Instructions for the task: Read through the listing and copy every line that contains the word "plant".
------ Entries supplied
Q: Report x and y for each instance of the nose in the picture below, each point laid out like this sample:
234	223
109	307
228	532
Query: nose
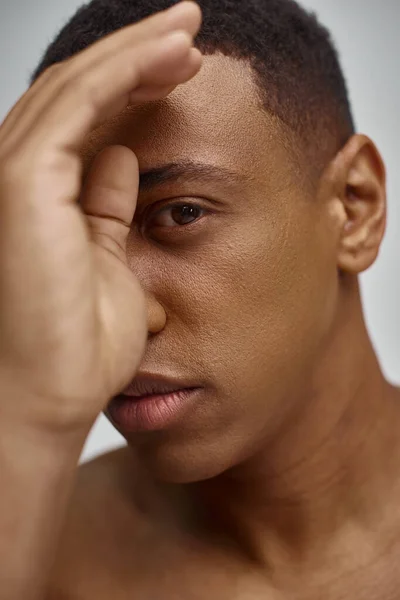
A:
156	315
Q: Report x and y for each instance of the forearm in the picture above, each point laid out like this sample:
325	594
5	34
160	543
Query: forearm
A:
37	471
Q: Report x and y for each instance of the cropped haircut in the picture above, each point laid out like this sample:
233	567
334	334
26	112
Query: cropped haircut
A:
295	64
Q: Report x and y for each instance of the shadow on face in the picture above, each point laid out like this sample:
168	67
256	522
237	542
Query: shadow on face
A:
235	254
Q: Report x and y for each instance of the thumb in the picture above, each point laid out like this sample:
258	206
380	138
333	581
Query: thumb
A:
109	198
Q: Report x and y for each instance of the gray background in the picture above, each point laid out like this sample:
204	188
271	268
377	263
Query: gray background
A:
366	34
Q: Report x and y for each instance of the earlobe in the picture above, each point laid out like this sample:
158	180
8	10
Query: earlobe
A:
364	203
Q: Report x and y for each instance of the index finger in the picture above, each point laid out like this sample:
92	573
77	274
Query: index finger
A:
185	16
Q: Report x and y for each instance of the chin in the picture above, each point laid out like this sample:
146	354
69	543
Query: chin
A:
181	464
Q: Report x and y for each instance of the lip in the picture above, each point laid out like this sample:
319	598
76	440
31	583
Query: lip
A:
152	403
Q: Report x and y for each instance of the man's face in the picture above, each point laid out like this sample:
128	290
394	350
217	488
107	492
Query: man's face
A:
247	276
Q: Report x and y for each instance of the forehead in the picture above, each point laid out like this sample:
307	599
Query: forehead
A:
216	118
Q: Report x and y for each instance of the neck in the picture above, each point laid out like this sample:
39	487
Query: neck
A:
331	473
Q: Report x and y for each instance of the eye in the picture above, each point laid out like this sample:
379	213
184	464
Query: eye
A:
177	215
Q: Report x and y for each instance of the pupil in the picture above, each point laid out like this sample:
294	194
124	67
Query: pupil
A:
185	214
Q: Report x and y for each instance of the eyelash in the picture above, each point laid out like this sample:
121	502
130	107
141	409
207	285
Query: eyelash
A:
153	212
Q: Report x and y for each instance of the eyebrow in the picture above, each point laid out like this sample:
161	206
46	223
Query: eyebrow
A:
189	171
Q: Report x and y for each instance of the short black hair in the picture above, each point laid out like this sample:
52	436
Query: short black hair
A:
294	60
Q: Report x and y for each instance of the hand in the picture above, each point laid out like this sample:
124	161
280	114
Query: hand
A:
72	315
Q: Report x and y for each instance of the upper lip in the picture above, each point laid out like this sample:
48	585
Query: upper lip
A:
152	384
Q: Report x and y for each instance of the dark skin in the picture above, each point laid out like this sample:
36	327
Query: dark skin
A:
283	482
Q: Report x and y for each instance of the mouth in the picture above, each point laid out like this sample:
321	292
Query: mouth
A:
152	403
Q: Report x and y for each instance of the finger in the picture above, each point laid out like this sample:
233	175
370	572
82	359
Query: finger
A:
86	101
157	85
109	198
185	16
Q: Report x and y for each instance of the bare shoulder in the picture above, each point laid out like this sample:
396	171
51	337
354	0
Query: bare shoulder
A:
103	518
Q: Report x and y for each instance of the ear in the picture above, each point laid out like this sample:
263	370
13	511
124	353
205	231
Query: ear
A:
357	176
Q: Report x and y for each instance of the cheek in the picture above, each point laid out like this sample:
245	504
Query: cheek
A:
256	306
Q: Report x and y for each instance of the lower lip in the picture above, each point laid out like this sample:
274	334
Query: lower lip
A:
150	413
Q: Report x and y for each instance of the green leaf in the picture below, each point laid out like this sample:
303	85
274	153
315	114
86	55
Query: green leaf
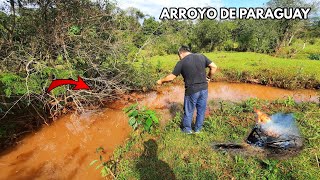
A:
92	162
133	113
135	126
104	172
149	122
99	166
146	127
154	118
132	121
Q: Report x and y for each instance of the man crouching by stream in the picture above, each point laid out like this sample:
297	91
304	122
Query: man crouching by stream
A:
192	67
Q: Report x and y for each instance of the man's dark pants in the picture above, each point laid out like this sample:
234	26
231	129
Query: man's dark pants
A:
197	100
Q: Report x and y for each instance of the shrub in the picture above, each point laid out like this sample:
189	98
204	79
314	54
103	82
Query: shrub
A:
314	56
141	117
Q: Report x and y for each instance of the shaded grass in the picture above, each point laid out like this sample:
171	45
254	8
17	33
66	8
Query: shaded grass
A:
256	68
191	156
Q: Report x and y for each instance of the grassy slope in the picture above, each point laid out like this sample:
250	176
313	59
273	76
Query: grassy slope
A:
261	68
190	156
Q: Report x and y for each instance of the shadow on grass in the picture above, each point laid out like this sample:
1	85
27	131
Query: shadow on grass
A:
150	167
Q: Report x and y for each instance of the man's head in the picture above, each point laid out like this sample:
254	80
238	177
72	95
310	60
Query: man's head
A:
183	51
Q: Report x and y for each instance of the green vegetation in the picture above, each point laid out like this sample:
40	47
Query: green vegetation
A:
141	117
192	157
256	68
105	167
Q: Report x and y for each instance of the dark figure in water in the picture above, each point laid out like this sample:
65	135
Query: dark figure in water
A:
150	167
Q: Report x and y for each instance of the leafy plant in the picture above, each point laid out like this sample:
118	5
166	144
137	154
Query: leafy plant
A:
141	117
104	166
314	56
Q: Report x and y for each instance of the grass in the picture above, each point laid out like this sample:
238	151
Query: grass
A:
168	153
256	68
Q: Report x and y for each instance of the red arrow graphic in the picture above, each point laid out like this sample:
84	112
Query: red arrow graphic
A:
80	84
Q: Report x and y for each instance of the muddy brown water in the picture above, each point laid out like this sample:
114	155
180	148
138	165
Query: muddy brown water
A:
------------
Result for this task:
Q: Report x and y for each instance of the leafy plant in the picture above, each point laid out like this sample:
Query: leafy plant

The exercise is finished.